:: What you need to do ::
Below this task are records; return each one exactly and omit its images.

[Saved entries]
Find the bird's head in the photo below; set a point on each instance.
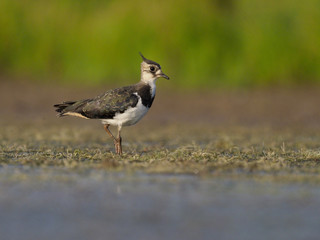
(150, 70)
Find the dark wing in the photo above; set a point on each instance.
(104, 106)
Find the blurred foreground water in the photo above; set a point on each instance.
(54, 203)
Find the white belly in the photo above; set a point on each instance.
(129, 117)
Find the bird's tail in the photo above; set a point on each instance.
(60, 108)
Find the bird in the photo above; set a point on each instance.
(118, 107)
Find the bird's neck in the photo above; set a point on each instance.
(152, 83)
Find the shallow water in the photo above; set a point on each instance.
(92, 204)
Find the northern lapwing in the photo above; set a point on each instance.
(118, 107)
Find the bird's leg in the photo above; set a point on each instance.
(106, 127)
(119, 141)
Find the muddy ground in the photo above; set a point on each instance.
(216, 164)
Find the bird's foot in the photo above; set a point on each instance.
(117, 145)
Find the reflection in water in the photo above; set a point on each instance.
(57, 204)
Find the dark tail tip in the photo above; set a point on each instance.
(62, 106)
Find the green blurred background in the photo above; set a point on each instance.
(220, 43)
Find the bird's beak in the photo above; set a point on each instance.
(161, 74)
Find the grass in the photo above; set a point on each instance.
(204, 151)
(199, 44)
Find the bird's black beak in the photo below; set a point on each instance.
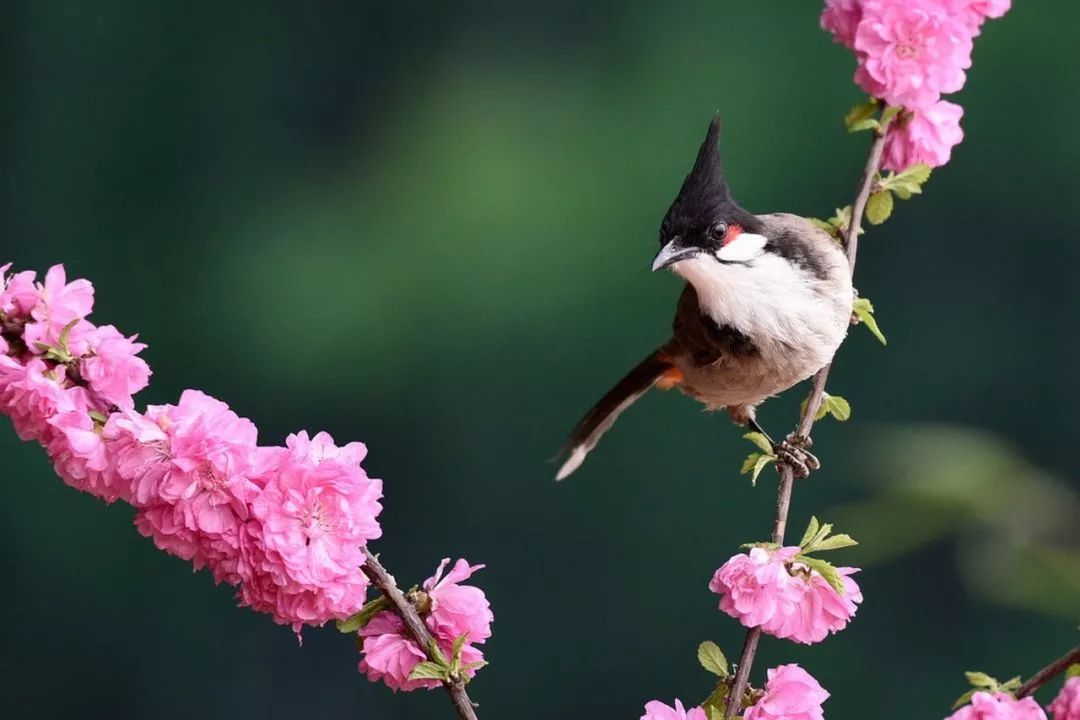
(672, 253)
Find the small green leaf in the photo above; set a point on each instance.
(428, 670)
(825, 570)
(981, 680)
(860, 116)
(834, 543)
(1011, 685)
(760, 440)
(755, 463)
(963, 700)
(864, 311)
(459, 642)
(811, 531)
(712, 659)
(889, 113)
(879, 206)
(356, 622)
(761, 463)
(837, 406)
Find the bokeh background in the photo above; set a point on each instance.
(428, 226)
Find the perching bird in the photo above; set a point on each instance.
(767, 303)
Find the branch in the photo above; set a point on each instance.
(806, 424)
(386, 583)
(1047, 674)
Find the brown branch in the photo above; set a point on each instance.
(1047, 674)
(786, 483)
(386, 583)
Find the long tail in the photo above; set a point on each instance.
(604, 413)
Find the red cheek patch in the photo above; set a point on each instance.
(733, 231)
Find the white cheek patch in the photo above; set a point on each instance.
(745, 246)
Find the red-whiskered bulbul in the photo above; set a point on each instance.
(767, 303)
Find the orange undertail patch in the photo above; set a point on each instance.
(672, 377)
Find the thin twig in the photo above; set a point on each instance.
(786, 483)
(1047, 674)
(388, 586)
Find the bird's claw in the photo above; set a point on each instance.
(793, 451)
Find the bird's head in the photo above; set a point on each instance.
(704, 219)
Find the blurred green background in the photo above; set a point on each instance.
(428, 226)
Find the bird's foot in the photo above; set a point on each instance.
(794, 452)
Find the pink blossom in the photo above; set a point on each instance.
(321, 447)
(928, 137)
(791, 693)
(910, 52)
(769, 589)
(18, 294)
(61, 304)
(1066, 706)
(457, 609)
(81, 458)
(315, 518)
(973, 13)
(998, 706)
(658, 710)
(34, 393)
(112, 369)
(841, 17)
(390, 654)
(190, 466)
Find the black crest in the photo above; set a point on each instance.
(704, 197)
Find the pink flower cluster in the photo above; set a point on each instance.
(791, 693)
(1066, 706)
(284, 525)
(999, 706)
(768, 588)
(909, 53)
(454, 611)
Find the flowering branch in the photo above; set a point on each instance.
(404, 606)
(786, 484)
(1047, 674)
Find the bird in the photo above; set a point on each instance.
(766, 304)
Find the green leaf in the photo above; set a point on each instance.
(459, 642)
(1011, 685)
(908, 182)
(825, 570)
(428, 670)
(760, 440)
(834, 543)
(435, 653)
(837, 406)
(761, 463)
(879, 206)
(712, 659)
(867, 123)
(826, 226)
(860, 116)
(811, 531)
(889, 113)
(981, 680)
(356, 622)
(963, 700)
(864, 311)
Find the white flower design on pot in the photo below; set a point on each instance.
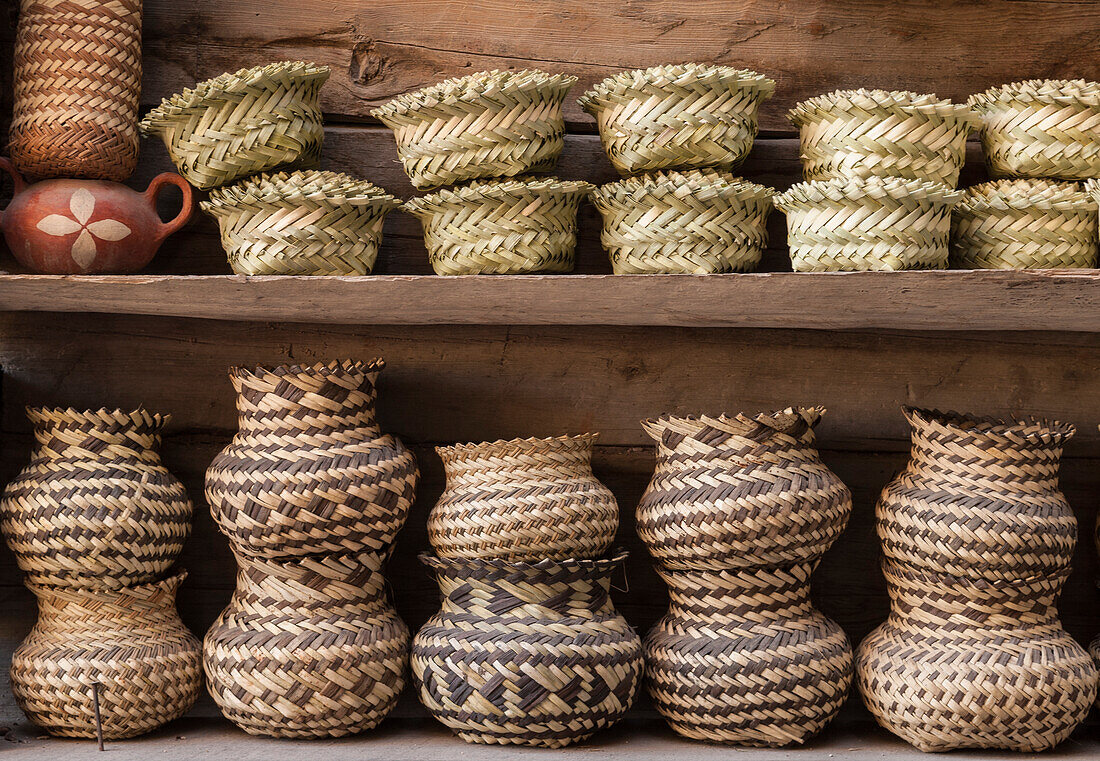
(83, 203)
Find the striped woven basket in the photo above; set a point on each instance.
(96, 507)
(866, 133)
(77, 77)
(485, 124)
(243, 123)
(526, 653)
(1041, 128)
(502, 228)
(523, 499)
(683, 116)
(697, 222)
(305, 222)
(307, 648)
(145, 665)
(1024, 224)
(886, 223)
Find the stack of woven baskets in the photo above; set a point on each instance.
(528, 648)
(686, 128)
(96, 521)
(483, 133)
(253, 139)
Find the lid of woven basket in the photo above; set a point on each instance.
(866, 102)
(487, 86)
(226, 86)
(672, 77)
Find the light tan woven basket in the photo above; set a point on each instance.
(77, 80)
(243, 123)
(680, 116)
(485, 124)
(864, 133)
(1041, 128)
(696, 222)
(884, 223)
(502, 228)
(304, 222)
(1024, 224)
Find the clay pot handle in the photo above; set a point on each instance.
(154, 189)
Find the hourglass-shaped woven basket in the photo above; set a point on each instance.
(883, 223)
(1024, 224)
(304, 222)
(862, 133)
(697, 221)
(242, 123)
(485, 124)
(681, 116)
(1041, 128)
(502, 228)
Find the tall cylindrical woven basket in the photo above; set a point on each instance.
(77, 76)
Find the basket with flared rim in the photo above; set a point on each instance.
(864, 133)
(684, 116)
(886, 223)
(1041, 128)
(243, 123)
(502, 227)
(304, 222)
(1024, 224)
(485, 124)
(697, 221)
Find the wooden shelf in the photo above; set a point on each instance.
(974, 300)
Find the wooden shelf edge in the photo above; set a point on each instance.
(939, 300)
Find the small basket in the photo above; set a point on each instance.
(683, 116)
(502, 228)
(696, 222)
(1041, 128)
(1024, 224)
(303, 222)
(243, 123)
(884, 223)
(485, 124)
(864, 133)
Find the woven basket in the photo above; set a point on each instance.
(307, 648)
(1024, 224)
(526, 653)
(95, 507)
(964, 662)
(886, 223)
(866, 133)
(77, 77)
(243, 123)
(130, 642)
(502, 228)
(684, 116)
(1041, 129)
(692, 222)
(300, 223)
(744, 658)
(486, 124)
(310, 471)
(523, 499)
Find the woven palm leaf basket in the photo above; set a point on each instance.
(485, 124)
(243, 123)
(1041, 128)
(697, 221)
(862, 133)
(304, 222)
(683, 116)
(503, 227)
(1024, 224)
(884, 223)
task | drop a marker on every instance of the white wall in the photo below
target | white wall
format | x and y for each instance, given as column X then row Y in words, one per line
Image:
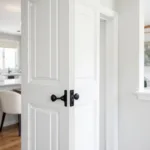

:: Expected answer ::
Find the bird's head in the photo below; set a point on each instance.
(150, 70)
Find the dark wing in the photo above; set a point on each instance.
(104, 106)
Find the blurred foreground water in the photo above; set a point on each instance.
(54, 203)
Find the white belly in the photo above; set a point on each instance.
(129, 117)
Find the bird's tail in the photo above; set a point on each instance.
(60, 108)
Find the bird in the photo above; set a point on each instance.
(118, 107)
Find the bird's neck in the photo above; set a point on each instance.
(152, 83)
Find the shallow water in the photo above; set a point on each instance.
(92, 204)
Find the northern lapwing in the photo above; set a point on each instance.
(118, 107)
Find the bird's leg in the photo above; set a point on each instance.
(106, 127)
(119, 141)
Find the muddy ground in the photo above; set a point on each instance.
(216, 164)
Find the bird's foot in the photo above; set a point on each instance.
(117, 145)
Find the reflection in water in the photo above; set a point on each instance.
(57, 204)
Find the dark tail tip in the photo above; set a point on each instance.
(62, 106)
Find the green blurred background in the photo above; set a point on each instance.
(220, 43)
Find the bird's beak in the photo above; set a point on each instance.
(161, 74)
Find the grass in the photo above; set a point on each instance.
(204, 151)
(199, 44)
Find the bird's black beak in the photo below; set a point on each instance.
(672, 253)
Find the small green leaf in the photo above; set a point on each instance.
(428, 670)
(825, 570)
(981, 680)
(860, 116)
(834, 543)
(1011, 685)
(760, 440)
(755, 463)
(963, 700)
(864, 311)
(459, 642)
(811, 531)
(712, 659)
(889, 113)
(879, 206)
(356, 622)
(761, 463)
(837, 406)
Find the bokeh background in the photo above; set a point on each instance.
(428, 226)
Find the perching bird in the photo above; set a point on each instance.
(767, 303)
Find the branch in the photo above; set a point on each instance.
(806, 424)
(386, 583)
(1047, 674)
Find the brown branch in the photo above; set a point on each instance.
(1047, 674)
(786, 483)
(386, 583)
Find the long tail in the photo above; set a point on each instance.
(604, 413)
Find the red cheek patch in the photo above; set a point on each instance.
(733, 231)
Find the white cheek patch in the photo above; set a point on each instance.
(745, 246)
Find the red-whiskered bulbul in the photo above; set a point on each instance.
(767, 303)
Find the orange undertail patch in the photo above; set a point on each instance.
(672, 377)
Find the thin twig in the photo above; set a point on each instance.
(786, 483)
(1047, 674)
(388, 586)
Find the bird's claw in the photo above; set a point on each instance.
(793, 451)
Find the bird's head in the photo above; set a point on each instance.
(704, 219)
Find the blurred green background in the photo above; set a point on each instance.
(428, 226)
Find the bird's foot in the photo above; set a point on each instance.
(794, 452)
Find the pink blossom in the photo above; set a point on each instance.
(321, 447)
(928, 137)
(791, 693)
(910, 52)
(769, 589)
(18, 294)
(61, 304)
(1066, 706)
(457, 609)
(81, 458)
(315, 518)
(973, 13)
(998, 706)
(658, 710)
(34, 393)
(112, 369)
(841, 17)
(390, 654)
(190, 466)
Find the black crest in the photo above; set a point on each instance.
(704, 197)
Find the pink flower cluster in the photo above; set a point on each instance.
(791, 693)
(1066, 706)
(284, 525)
(999, 706)
(768, 588)
(909, 53)
(454, 611)
Find the flowering branch in the photo above; set a point on each instance.
(404, 606)
(786, 484)
(1047, 674)
Find the bird in the photo above; set a point on each instance.
(766, 304)
Find the green leaf in the photo above; set a point on each instance.
(459, 642)
(1011, 685)
(908, 182)
(825, 570)
(428, 670)
(760, 440)
(834, 543)
(435, 653)
(837, 406)
(761, 463)
(879, 206)
(712, 659)
(867, 123)
(826, 226)
(860, 116)
(811, 531)
(889, 113)
(981, 680)
(356, 622)
(963, 700)
(864, 311)
Find the white flower design on pot in the photo below; set a point on each instance.
(83, 203)
Find the striped woven basket in the photo above; set a point on each instance.
(96, 507)
(866, 133)
(77, 77)
(485, 124)
(243, 123)
(526, 653)
(1041, 128)
(502, 228)
(523, 499)
(683, 116)
(697, 222)
(305, 222)
(307, 648)
(145, 665)
(1024, 224)
(886, 223)
Find the stack of woven baskets in the photo above; set a point on each instance.
(528, 648)
(686, 128)
(96, 521)
(483, 133)
(253, 139)
Find the lid of woven basket in the photo above; set a point on each instance.
(866, 102)
(487, 86)
(226, 86)
(672, 77)
Find the light tan woven basket in the photo above; set a point on each instance.
(77, 80)
(243, 123)
(680, 116)
(485, 124)
(864, 133)
(1041, 128)
(696, 222)
(884, 223)
(502, 228)
(304, 222)
(1024, 224)
Find the clay pot handle in the photo above; set a point on each instance.
(154, 189)
Find the hourglass-shaped woven basket in the photo above; set a point on each instance.
(883, 223)
(1024, 224)
(304, 222)
(862, 133)
(697, 221)
(242, 123)
(485, 124)
(681, 116)
(1041, 128)
(502, 228)
Find the tall cylindrical woven basket in the photo above; set a point on each instance.
(77, 76)
Find the basket with flared rim in the photo above; set a point on each instance.
(864, 133)
(684, 116)
(886, 223)
(1041, 128)
(243, 123)
(502, 227)
(304, 222)
(1024, 224)
(485, 124)
(697, 221)
Find the wooden shelf in the photo above; set a point on each instance.
(974, 300)
Find the wooden shelf edge in the photo above; set a point on each instance.
(939, 300)
Find the small basket in the photo above; set a point on each instance.
(683, 116)
(502, 228)
(696, 222)
(1041, 128)
(1024, 224)
(303, 222)
(243, 123)
(884, 223)
(485, 124)
(864, 133)
Find the woven basket in the photo above; set a point on each instance.
(307, 648)
(1024, 224)
(526, 653)
(95, 507)
(964, 662)
(886, 223)
(866, 133)
(77, 77)
(243, 123)
(130, 642)
(502, 228)
(684, 116)
(1041, 129)
(692, 222)
(300, 223)
(744, 658)
(486, 124)
(310, 471)
(523, 499)
Find the woven palm leaf basket in the photo above; set a point on each instance.
(485, 124)
(243, 123)
(1041, 128)
(697, 221)
(862, 133)
(304, 222)
(683, 116)
(503, 227)
(1024, 224)
(884, 223)
task | drop a marker on every instance of the white wall in the photo below
target | white wall
format | x and y for each instance, given as column X then row Y in words, one per line
Image:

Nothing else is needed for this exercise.